*** Opening GIVEN ENTRIES ***

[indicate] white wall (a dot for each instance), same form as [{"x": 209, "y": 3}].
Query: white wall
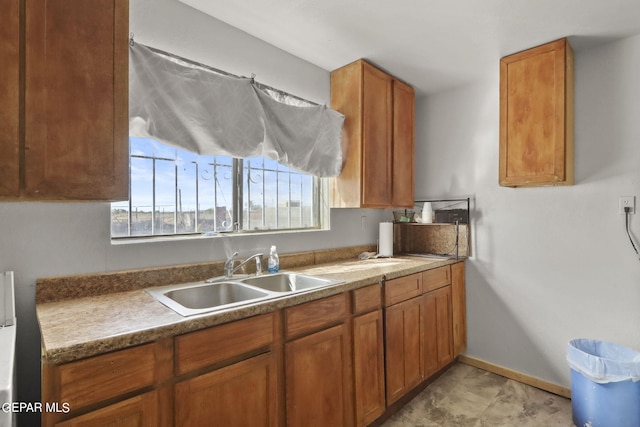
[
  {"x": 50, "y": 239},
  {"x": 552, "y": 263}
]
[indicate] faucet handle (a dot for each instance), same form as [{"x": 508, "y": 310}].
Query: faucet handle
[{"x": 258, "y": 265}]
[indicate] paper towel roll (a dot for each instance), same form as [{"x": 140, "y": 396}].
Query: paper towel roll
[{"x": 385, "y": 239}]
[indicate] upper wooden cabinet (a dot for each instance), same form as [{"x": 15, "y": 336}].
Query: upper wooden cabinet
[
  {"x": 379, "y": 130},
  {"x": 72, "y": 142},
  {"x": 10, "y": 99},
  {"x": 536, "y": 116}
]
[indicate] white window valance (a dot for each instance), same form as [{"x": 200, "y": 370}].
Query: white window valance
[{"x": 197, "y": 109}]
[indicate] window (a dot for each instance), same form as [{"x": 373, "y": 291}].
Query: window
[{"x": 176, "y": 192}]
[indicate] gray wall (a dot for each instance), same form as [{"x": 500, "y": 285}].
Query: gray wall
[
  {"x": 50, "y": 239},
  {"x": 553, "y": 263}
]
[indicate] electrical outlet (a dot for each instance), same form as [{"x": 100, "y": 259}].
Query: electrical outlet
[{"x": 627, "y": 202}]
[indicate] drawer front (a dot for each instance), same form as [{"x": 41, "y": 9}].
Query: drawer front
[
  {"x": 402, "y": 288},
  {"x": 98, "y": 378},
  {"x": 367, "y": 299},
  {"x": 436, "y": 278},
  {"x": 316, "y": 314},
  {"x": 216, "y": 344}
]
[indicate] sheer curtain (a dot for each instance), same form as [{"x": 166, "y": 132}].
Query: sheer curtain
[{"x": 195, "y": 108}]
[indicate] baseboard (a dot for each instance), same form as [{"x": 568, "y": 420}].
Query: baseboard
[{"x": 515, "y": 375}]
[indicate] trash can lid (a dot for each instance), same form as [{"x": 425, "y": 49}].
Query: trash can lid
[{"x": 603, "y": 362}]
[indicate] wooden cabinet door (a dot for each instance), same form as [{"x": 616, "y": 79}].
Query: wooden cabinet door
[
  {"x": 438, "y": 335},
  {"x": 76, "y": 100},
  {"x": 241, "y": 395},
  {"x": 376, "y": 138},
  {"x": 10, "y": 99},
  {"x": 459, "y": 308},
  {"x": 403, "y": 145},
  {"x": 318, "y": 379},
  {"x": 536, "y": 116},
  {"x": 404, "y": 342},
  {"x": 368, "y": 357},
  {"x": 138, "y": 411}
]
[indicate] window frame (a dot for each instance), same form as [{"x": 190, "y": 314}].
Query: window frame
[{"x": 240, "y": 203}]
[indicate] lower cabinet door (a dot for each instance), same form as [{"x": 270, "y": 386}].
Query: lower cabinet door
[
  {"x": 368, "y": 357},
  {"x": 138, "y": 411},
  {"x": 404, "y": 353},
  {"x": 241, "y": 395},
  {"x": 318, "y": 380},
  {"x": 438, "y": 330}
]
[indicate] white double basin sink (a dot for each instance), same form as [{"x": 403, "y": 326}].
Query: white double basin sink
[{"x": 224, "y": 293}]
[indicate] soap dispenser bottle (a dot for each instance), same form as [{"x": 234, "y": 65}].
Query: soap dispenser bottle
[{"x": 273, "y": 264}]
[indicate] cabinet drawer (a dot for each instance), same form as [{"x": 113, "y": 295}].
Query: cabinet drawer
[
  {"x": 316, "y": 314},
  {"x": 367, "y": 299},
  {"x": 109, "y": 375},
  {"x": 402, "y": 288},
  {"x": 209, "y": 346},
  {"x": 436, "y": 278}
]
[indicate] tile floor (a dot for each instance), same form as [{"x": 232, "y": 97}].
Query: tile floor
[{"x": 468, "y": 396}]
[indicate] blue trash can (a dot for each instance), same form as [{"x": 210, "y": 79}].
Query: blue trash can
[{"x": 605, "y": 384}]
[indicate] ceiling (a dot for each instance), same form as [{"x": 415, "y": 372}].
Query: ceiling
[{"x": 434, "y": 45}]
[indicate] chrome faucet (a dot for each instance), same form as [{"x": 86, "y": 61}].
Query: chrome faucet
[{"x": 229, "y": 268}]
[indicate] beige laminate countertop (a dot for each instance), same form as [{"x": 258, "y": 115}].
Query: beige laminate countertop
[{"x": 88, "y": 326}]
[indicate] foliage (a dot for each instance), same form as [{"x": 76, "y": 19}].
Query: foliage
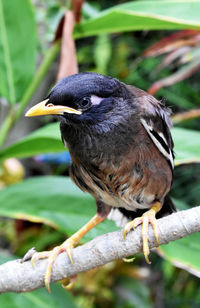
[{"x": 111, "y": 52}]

*** Closing GIVEN ENTRIES ***

● **YOUR INSTRUCTIONS**
Your answer should be the lines above, from the line containing "[indicate] sheer curtain" up to and including the line containing "[indicate] soap dispenser", reproduced exactly and with nothing else.

● **SOLUTION BELOW**
[indicate] sheer curtain (a dot for each instance), same form as [{"x": 166, "y": 132}].
Query: sheer curtain
[{"x": 195, "y": 108}]
[indicate] baseboard (a dot for each instance), same form as [{"x": 568, "y": 420}].
Query: baseboard
[{"x": 515, "y": 375}]
[indicate] trash can lid (a dot for each instance), same form as [{"x": 425, "y": 49}].
Query: trash can lid
[{"x": 603, "y": 362}]
[indicate] wooden cabinet door (a dot for each instance), same form as [{"x": 616, "y": 79}].
Query: wooden cabinet door
[
  {"x": 438, "y": 335},
  {"x": 76, "y": 100},
  {"x": 241, "y": 395},
  {"x": 376, "y": 138},
  {"x": 10, "y": 99},
  {"x": 459, "y": 308},
  {"x": 403, "y": 145},
  {"x": 318, "y": 379},
  {"x": 536, "y": 116},
  {"x": 404, "y": 342},
  {"x": 368, "y": 357},
  {"x": 138, "y": 411}
]
[indicate] window frame (a dot for each instance), same form as [{"x": 190, "y": 314}].
Query: window frame
[{"x": 240, "y": 203}]
[indicate] lower cabinet door (a dot for each instance), same form as [{"x": 270, "y": 386}].
Query: lower cabinet door
[
  {"x": 368, "y": 357},
  {"x": 138, "y": 411},
  {"x": 404, "y": 353},
  {"x": 241, "y": 395},
  {"x": 318, "y": 380},
  {"x": 438, "y": 330}
]
[indicate] white double basin sink (a dot for each instance), same form as [{"x": 403, "y": 326}].
Query: white double basin sink
[{"x": 224, "y": 293}]
[indicate] soap dispenser bottle (a dot for each instance), same form as [{"x": 234, "y": 65}].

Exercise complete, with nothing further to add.